● **Problem to work on**
Repeat the lines beginning at the one with "of the pointed" and running to the end of the material, keeping the first and last of them, exactly as they appear.

● **The input**

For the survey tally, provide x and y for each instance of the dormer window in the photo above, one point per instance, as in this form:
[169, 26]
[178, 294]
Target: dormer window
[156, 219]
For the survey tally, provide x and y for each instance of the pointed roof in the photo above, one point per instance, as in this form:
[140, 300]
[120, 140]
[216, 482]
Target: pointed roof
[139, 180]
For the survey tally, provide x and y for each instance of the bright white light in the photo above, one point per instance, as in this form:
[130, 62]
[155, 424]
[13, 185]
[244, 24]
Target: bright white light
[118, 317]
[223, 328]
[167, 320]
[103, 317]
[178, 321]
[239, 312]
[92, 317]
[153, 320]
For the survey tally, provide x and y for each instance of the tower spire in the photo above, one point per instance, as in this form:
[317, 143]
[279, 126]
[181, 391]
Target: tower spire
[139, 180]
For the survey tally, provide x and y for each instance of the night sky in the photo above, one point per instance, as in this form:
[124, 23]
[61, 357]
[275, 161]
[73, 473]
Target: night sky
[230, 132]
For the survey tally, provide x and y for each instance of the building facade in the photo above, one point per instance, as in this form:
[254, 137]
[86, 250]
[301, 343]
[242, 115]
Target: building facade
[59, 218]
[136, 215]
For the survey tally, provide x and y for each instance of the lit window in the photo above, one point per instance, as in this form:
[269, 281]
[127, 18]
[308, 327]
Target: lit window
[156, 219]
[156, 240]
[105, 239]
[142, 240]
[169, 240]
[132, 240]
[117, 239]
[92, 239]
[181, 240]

● **Final result**
For the survey tally, provide x and y for each instance of the pointed roof in the photo above, one point per instance, as in this form:
[140, 300]
[120, 140]
[216, 482]
Target: pointed roof
[139, 180]
For the survey tally, provide x and y for each instance of the bright white light in the photo above, one point per instance, as in this form:
[130, 62]
[155, 424]
[13, 185]
[244, 24]
Target: bright white light
[118, 317]
[223, 328]
[167, 320]
[103, 317]
[178, 321]
[239, 312]
[92, 317]
[153, 320]
For the survey tally, provide x and y for each instance of the tower spire in the photo above, one point per instance, as in this form:
[317, 143]
[279, 126]
[181, 391]
Target: tower spire
[139, 180]
For the survey tally, provide x and y for each instance of the night sky in the photo above, one point per instance, as in this form:
[124, 23]
[61, 357]
[275, 161]
[73, 473]
Target: night sky
[230, 132]
For the survey tally, provide x and y for each instance of the building facade in the photo above, one point per instance, as in this form:
[254, 137]
[86, 250]
[301, 343]
[242, 115]
Target: building facade
[59, 218]
[136, 215]
For the survey tally, provide x and y for each instance of the lit window in the photo above, one point per instance, as in this form:
[269, 281]
[127, 18]
[308, 327]
Target: lit window
[156, 219]
[156, 240]
[105, 239]
[142, 240]
[169, 240]
[132, 240]
[117, 239]
[92, 239]
[181, 240]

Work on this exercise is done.